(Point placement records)
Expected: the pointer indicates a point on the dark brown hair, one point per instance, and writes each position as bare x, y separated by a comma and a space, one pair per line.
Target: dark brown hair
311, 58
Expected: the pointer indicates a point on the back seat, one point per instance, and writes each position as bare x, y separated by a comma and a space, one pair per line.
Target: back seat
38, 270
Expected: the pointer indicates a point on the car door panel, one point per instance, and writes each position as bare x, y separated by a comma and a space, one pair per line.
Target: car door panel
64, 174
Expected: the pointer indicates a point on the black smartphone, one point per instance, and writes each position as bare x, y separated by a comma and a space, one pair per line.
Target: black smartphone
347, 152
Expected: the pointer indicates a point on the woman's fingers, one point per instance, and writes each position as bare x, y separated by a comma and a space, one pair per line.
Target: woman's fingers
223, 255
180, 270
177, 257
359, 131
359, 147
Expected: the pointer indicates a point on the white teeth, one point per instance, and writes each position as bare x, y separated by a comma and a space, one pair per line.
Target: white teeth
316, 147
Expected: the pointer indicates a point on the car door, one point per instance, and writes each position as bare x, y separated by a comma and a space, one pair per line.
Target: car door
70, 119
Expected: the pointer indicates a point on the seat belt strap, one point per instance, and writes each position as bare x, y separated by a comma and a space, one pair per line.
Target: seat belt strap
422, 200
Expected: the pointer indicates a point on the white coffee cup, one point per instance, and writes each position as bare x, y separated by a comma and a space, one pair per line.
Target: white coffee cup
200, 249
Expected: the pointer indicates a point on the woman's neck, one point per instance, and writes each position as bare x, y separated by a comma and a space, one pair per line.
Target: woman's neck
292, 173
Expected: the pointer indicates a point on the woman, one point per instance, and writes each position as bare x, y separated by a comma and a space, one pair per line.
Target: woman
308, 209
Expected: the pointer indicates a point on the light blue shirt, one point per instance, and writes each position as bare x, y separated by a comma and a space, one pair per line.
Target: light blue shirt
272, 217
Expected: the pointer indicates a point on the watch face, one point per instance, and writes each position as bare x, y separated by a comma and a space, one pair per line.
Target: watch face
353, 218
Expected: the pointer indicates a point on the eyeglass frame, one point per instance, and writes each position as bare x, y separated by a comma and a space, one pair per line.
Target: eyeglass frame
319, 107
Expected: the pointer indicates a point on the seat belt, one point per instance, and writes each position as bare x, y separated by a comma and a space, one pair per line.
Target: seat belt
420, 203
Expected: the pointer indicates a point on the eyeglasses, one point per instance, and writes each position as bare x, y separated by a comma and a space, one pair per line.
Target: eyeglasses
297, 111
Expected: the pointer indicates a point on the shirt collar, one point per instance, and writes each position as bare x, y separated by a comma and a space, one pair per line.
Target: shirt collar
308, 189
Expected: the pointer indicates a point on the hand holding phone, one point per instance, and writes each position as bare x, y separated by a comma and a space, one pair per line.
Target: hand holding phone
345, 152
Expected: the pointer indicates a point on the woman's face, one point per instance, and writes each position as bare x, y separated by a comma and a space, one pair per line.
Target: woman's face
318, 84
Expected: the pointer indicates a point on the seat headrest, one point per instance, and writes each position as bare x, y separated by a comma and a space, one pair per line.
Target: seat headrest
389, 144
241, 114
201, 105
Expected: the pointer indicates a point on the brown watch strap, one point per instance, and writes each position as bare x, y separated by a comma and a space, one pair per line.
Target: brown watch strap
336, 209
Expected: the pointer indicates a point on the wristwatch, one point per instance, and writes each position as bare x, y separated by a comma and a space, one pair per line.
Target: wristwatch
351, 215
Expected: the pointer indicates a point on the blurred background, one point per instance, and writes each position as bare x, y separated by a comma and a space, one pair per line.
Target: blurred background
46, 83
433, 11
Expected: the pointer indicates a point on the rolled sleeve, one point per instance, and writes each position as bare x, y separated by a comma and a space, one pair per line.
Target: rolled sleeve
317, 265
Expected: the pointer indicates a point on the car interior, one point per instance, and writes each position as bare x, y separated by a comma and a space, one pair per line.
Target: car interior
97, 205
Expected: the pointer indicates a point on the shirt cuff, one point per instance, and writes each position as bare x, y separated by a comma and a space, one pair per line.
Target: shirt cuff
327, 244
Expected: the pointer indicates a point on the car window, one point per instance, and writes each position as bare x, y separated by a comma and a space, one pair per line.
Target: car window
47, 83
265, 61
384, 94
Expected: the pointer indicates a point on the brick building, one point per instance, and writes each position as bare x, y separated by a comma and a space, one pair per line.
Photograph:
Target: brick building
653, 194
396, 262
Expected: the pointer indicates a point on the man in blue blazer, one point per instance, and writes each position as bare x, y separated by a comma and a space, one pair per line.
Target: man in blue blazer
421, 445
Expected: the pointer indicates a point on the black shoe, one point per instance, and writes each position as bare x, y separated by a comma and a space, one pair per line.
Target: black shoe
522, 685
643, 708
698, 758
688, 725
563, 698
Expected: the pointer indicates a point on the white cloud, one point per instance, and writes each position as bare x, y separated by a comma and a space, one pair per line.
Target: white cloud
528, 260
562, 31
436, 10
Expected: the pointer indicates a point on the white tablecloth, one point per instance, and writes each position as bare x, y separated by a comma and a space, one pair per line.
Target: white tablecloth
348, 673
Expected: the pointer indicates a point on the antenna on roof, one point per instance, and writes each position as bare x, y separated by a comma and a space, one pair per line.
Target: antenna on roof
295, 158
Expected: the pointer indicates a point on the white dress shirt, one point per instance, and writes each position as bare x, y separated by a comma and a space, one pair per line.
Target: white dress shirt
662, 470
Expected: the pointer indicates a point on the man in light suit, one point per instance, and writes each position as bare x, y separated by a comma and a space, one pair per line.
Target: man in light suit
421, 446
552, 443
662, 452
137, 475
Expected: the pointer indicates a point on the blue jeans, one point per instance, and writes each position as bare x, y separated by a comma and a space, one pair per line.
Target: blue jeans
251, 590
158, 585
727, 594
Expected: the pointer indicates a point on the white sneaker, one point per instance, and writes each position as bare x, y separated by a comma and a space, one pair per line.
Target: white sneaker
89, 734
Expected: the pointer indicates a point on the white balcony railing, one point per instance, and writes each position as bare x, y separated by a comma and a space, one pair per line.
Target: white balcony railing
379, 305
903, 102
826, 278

● What you are asked to do
Retype only the lines running from the line with "Expected: the pointer indicates a point on the blue" to the end of the listing, including both of those lines.

● Result of this task
Expected: the pointer indicates a point on the blue jeans, one point per instance, and writes each position as bare x, y separated by a comma and a space, one pair per line.
Target: blue jeans
251, 590
158, 585
727, 594
Expected: the pointer indicates a point on the white sneaker, one point per instance, and writes each position as bare x, y separated by a comma and a space, one pair per line.
Target: white sneaker
89, 734
Expected: the pointer indicates a point on the white balcony railing, one point per instance, and writes each position as bare x, y separated by a comma and a space, one pair per line.
Target: white balcony railing
379, 305
903, 102
826, 278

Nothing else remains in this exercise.